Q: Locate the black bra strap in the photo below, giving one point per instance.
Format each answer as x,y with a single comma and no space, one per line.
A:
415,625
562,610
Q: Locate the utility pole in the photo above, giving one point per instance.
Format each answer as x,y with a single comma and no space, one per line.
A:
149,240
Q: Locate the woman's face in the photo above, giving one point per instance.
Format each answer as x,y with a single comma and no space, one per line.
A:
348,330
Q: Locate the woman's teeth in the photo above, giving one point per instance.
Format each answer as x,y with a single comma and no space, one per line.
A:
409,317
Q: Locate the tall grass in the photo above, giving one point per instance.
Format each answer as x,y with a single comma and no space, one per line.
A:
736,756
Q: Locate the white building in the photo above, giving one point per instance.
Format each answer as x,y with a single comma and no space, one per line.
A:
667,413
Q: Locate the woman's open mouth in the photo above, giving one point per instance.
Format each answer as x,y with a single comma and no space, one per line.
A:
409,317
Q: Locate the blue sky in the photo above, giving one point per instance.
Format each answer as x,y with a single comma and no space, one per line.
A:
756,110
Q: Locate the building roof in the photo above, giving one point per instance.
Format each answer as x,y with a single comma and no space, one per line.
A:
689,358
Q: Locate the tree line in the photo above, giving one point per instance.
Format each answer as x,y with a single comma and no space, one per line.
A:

*****

** Your objective **
Edit the material above by replacing "utility pole" with "telephone pole", leaving everything else unchanged.

** Result **
Q: Locate the black bra strap in the photo below, giving one point per instance.
Format each answer as x,y with a single comma and no space, one per line.
A:
415,625
562,610
Q: Locate the telephone pole in the photo above, giving one point per instance.
Format each answer as x,y with a single comma and no space, one per line.
A:
149,240
Q: Locate the woman's face in the photo above, giving one point per instance.
Format each answer as x,y with a single comma and no space, one per line.
A:
348,330
Q: Locate the woman's teeth in the photo above, giving one point per instance.
Format each answer as x,y with a single comma and no space, one per line.
A:
409,317
Q: Locate the tall grass in the photo above, giving one point per instance.
Format each answer as x,y with a single comma and no space, one per line.
A:
736,756
Q: Locate the white building in the photo above, giving one point per instance.
Format each answer as x,y with a single comma and no space, one per line.
A:
667,413
Q: Locate the woman's open mouth in the photo above, giving one point per instance.
Format each answer as x,y with a single comma and no space, one per line.
A:
409,317
Q: Locate the blue sky in the photo above, giving one point per instance.
Format each answer as x,y with a single comma and no space, one per line.
A:
756,110
Q: Locate the building roof in the photo above, giving one point per instance.
Format each answer as x,y with a single comma and no space, one per line.
A:
689,358
Q: Locate the tree line in the photo above, giving one point per instance.
Format each answer as x,y with a single comma and no space, one per line.
A:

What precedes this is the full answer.